— Exercise aim —
Pull out every line below holding the word "pixels".

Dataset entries
● ● ● ● ● ● ●

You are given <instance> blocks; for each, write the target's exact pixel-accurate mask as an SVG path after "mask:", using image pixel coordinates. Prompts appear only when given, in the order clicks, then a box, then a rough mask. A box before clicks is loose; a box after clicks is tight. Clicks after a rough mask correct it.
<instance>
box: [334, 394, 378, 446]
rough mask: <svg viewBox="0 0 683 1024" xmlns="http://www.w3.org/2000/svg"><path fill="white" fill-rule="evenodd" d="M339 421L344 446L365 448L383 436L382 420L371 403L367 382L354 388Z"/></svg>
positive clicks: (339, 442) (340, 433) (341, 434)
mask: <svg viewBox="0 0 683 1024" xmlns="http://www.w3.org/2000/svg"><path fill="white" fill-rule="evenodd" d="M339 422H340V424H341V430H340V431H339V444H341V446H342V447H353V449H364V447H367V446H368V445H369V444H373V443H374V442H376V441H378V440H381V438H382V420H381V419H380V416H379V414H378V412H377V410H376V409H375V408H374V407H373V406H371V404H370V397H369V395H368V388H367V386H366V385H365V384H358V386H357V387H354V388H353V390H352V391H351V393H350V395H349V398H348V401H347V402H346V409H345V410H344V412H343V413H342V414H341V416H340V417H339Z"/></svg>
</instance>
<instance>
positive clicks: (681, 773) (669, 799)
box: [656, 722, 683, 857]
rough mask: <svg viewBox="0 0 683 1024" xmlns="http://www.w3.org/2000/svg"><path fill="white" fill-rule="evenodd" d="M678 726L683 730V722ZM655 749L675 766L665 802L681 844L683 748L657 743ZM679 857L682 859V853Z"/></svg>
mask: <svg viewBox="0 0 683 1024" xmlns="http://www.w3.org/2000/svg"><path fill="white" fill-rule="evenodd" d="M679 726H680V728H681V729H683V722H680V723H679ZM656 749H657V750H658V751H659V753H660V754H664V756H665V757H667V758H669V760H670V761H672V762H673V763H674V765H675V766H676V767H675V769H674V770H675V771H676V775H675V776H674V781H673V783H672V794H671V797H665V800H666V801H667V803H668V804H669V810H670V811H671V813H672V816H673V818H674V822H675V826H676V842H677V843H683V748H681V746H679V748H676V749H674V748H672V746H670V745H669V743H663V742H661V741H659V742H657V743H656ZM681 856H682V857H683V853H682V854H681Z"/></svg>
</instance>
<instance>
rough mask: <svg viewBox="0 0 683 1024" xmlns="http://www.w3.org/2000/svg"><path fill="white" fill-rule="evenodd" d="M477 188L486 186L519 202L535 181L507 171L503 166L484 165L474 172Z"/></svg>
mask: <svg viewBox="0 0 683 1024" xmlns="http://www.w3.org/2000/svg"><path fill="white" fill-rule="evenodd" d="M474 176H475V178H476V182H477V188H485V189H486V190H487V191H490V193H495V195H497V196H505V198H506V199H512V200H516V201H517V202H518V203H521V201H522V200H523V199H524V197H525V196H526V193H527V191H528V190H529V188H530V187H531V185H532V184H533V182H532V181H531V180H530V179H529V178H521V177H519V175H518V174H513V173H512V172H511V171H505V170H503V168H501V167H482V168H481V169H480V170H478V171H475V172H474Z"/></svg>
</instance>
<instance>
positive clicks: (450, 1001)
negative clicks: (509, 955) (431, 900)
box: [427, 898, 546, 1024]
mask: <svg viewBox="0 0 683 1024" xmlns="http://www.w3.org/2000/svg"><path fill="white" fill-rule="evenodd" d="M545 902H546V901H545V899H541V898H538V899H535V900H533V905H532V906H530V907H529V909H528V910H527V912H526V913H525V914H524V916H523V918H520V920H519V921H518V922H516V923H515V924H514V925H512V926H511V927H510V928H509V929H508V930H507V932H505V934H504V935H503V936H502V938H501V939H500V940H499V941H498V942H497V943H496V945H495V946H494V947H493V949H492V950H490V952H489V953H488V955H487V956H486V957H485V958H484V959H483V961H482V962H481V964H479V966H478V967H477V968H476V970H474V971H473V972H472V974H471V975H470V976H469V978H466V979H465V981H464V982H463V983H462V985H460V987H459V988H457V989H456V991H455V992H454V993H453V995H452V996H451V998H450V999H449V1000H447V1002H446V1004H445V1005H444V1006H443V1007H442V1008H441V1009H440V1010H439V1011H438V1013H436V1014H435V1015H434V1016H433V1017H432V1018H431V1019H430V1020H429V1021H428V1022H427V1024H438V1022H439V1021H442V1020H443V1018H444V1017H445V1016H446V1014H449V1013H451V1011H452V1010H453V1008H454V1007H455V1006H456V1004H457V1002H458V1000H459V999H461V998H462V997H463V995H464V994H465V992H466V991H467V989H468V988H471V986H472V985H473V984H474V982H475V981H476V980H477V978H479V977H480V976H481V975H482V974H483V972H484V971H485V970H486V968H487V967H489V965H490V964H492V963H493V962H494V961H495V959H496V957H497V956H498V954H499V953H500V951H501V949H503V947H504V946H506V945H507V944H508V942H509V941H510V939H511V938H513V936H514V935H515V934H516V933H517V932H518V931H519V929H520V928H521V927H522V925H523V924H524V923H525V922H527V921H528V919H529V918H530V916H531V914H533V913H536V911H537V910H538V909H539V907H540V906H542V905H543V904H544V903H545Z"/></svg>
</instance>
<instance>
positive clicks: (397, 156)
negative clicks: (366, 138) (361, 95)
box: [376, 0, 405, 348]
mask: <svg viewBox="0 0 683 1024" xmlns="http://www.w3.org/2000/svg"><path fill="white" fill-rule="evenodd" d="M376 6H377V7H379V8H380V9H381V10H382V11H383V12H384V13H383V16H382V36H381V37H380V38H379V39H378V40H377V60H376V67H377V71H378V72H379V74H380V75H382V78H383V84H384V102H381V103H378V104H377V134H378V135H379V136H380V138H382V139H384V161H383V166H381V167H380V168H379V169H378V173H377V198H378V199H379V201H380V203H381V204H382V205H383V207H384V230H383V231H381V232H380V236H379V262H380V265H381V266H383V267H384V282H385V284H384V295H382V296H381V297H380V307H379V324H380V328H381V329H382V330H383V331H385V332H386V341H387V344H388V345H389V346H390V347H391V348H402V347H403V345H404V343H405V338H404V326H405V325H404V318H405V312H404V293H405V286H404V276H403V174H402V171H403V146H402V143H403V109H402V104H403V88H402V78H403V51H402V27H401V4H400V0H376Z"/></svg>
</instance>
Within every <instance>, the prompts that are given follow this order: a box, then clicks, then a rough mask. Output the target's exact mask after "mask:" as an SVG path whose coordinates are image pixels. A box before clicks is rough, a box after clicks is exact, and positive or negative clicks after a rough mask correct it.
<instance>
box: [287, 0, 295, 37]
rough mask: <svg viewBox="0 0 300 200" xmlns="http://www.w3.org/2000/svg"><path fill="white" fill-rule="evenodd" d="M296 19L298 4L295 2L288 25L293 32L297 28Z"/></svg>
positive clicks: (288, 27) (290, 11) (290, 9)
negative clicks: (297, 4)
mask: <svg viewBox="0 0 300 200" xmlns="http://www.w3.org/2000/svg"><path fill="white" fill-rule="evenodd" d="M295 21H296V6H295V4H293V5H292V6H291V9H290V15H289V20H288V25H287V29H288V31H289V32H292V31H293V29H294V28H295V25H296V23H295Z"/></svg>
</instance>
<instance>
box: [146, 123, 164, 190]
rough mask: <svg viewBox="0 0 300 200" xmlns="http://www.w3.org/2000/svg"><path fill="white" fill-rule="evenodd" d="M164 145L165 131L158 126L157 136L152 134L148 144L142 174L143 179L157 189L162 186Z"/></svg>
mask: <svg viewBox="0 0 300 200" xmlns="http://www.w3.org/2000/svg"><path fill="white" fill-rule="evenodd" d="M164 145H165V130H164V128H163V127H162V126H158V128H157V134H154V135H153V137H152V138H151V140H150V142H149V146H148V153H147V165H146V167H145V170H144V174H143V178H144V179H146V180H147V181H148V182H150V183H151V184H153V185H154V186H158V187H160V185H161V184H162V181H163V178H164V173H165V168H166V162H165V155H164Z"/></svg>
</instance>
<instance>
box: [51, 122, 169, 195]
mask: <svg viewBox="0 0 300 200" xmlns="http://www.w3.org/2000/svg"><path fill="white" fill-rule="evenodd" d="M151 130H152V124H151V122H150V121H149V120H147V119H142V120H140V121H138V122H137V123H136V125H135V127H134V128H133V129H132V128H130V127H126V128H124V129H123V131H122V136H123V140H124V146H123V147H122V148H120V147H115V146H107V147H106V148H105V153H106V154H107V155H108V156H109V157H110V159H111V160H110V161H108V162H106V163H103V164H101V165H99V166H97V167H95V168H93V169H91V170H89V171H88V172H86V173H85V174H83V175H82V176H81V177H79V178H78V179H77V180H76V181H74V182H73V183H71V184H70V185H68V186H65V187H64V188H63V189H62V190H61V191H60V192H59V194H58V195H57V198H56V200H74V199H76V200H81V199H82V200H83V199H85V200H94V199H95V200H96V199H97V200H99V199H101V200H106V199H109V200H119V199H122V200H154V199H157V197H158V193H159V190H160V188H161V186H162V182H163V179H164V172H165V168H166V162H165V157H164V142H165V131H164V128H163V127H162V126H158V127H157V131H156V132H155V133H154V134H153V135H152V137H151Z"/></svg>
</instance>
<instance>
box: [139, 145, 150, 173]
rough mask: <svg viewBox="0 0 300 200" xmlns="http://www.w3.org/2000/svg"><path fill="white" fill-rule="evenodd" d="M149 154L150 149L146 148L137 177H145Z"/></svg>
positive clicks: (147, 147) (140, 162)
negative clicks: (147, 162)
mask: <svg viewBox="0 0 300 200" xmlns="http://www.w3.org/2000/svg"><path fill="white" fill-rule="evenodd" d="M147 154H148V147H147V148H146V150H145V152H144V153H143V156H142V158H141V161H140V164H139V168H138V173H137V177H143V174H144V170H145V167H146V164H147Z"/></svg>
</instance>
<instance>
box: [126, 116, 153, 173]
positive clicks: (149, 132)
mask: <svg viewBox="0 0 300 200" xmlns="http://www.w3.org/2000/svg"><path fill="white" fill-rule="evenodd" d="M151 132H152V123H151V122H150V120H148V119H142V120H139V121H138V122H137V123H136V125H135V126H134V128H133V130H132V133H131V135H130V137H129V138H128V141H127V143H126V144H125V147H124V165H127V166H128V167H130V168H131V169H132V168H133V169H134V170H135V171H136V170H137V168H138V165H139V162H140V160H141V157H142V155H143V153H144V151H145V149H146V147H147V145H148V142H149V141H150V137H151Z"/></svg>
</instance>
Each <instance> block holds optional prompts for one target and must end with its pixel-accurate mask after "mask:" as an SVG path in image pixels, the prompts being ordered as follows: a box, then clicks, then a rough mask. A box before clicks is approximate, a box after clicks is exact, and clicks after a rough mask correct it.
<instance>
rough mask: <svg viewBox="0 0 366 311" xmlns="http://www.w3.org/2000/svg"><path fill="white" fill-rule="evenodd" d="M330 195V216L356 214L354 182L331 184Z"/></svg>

● ● ● ● ● ● ●

— The answer —
Within every <instance>, the prompts that are given follow this order: a box, then clicks, then a rough mask. Output the target's exact mask after "mask:" as an SVG path whose coordinates are image pixels. A box before clicks is rough, a box after clicks is exact, and positive or negative clicks after a rough mask correct it.
Each <instance> block holds optional prompts for one target and must end with its pixel-accurate mask after "mask:" as an SVG path in image pixels, the prompts being ordered as follows: a box, then clicks, then a rough mask. A box before clicks is approximate, a box after clicks is exact, and clicks after a rough mask correct it.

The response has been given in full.